Could you transcribe the entries below exactly, starting at the line that contains "road above? Mark it with a dot." and stopping at the last line, without any pictures?

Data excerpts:

-- Opening Marker --

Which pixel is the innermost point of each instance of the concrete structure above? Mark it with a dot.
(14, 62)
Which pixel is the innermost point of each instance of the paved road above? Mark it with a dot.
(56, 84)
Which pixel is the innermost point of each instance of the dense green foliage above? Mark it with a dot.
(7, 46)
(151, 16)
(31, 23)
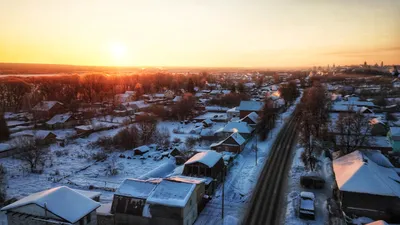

-- Closing Marker --

▶ **The completed task**:
Which pixel is the innermost point of each instance of the paved road above? Mark it with a dot.
(56, 84)
Which pixel is the innermost point of each instance of the dense green foliage above? Mark it with a dot.
(7, 46)
(151, 16)
(31, 23)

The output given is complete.